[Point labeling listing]
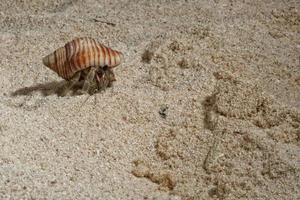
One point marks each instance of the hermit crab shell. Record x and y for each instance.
(80, 54)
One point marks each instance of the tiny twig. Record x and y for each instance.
(105, 22)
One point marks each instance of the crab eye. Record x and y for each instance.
(105, 67)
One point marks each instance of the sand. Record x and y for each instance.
(206, 104)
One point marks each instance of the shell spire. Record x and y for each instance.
(79, 54)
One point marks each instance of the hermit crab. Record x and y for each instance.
(84, 59)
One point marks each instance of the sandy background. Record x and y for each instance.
(205, 106)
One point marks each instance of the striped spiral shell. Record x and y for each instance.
(80, 54)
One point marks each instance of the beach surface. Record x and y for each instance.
(206, 104)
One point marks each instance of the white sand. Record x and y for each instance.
(205, 106)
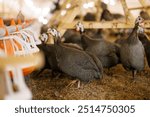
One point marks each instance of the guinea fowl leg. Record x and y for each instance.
(73, 82)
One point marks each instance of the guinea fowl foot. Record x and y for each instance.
(73, 82)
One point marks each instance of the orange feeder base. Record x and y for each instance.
(26, 71)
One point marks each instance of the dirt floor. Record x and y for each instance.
(118, 86)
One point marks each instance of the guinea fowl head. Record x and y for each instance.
(54, 33)
(44, 37)
(79, 27)
(139, 23)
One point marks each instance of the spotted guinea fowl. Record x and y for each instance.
(49, 55)
(76, 62)
(104, 50)
(132, 50)
(146, 43)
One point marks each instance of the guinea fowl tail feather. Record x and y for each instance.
(97, 62)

*Directions for this task*:
Change every "instance" in the listing above to "occurrence" and leave everything else as it is. Give the whole listing again, without the picture lines.

*Answer below*:
One point marks each occurrence of the hermit crab shell. Record x and y for each occurrence.
(80, 54)
One point marks each occurrence of the tiny twig. Record x and y for each occurrence.
(105, 22)
One point marks each occurrence of the crab eye. Record x and y for each occurrence.
(105, 67)
One point marks each occurrence of the sand. Record x and y for each occurrence.
(206, 104)
One point marks each occurrence of the shell spire. Record x and y for each occurrence.
(79, 54)
One point marks each occurrence of the hermit crab. Record x and y for each occurrence.
(84, 59)
One point marks each occurrence of the sandy background. Record x and y for each occurrence.
(205, 106)
One point marks each occurrence of the striped spiral shell. Record x and y for each occurrence.
(80, 54)
One point marks each occurrence of the beach surface. Record x and y for each occurrence.
(206, 104)
One point marks each occurrence of the white sand. Record x and y for each occurrence.
(205, 106)
One point marks each occurrence of the guinea fowl leg. Record x and y for each occurrence.
(73, 82)
One point marks each occurrence of the guinea fowl foot. Record x and y for each occurrence.
(73, 82)
One point marks each occurrence of the orange feeder base. Record x and y for each occurrence.
(26, 71)
One point marks each occurrence of the dirt floor. Record x and y for each occurrence.
(118, 86)
One point marks each occurrence of the guinea fowl head. Record x and y for each occurrence.
(54, 33)
(44, 37)
(79, 27)
(139, 23)
One point marks each occurrence of the spotted guinea fowl. Record x and y for each occurrence.
(49, 55)
(76, 62)
(104, 50)
(132, 50)
(146, 43)
One point marks each occurrence of the guinea fowl tail feather. Record x and y for each occurrence.
(97, 62)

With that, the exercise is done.